___ Estratto del testo ___

L’allarme lanciato dai medici e dal personale sanitario sulla grave situazione in cui versa il sistema sanitario nazionale non può essere ignorato: è necessario che nel paese ci sia una grande mobilitazione delle forze politiche, sociali, delle cittadine e dei cittadini in difesa della sanità pubblica, del diritto universale alla salute.
Le stesse dichiarazioni fatte dai medici ravennati nei giorni scorsi ci danno il segno di quanto sia urgente assumere consapevolezza di come la pandemia abbia accelerato il graduale indebolimento della sanità pubblica, con il conseguente avviarsi di un processo di lenta e progressiva sostituzione del servizio pubblico con il mercato privato.
I segnali che c’erano da tempo - degrado delle strutture sanitarie, inusuali forme di precariato, difficoltà di accesso alle cure, inadeguatezza della sanità territoriale, mancanza di personale (con vincolo alla spesa del personale fermo in valore assoluto da oltre 10 anni) - sono stati drammaticamente resi evidenti dalla pandemia.
Un sistema sanitario pubblico efficace deve avere risorse finanziarie, umane, strutturali tali da consentire di affrontare emergenza e normalità: un’emergenza può cambiare l’ordine delle priorità ma non può portare ad annullare nessuna delle priorità di salute della popolazione. E seppure la drammatica e lunga emergenza della pandemia sia stata affrontata con determinazione ed efficacia, il non essere stati in grado di affrontare dovutamente le attività ordinarie ha reso evidente una debolezza strutturale che va affrontata attraverso un processo di riforma e di rilancio, accompagnato da risorse adeguate.
Occorre garantire l’aumento delle risorse finanziarie in dotazione al Servizio Sanitario Nazionale con un progressivo allineamento della spesa sanitaria pubblica alla media dei paesi europei; procedere all’assunzione di personale rimuovendo vincoli anacronistici; e valorizzare le professioni sanitarie.
L’attuale manovra finanziaria non tiene conto di come la pandemia e la crisi energetica abbiano cambiato il quadro di riferimento sul fabbisogno delle risorse finanziarie e come queste oggi siano assolutamente insufficienti per assumere personale e riqualificare il servizio sanitario (in particolare per dare attuazione al D.M.71 sanità territoriale).

___ Dati estratti ___

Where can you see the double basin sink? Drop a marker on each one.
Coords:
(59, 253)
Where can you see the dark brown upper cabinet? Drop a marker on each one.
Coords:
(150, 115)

___

= Descrizione dell'esercizio =
Trascrivi senza modifiche il passo del testo sulla sanità pubblica che va da "L’allarme lanciato dai" a "universale alla salute.".

= La tua risposta =
L’allarme lanciato dai medici e dal personale sanitario sulla grave situazione in cui versa il sistema sanitario nazionale non può essere ignorato: è necessario che nel paese ci sia una grande mobilitazione delle forze politiche, sociali, delle cittadine e dei cittadini in difesa della sanità pubblica, del diritto universale alla salute.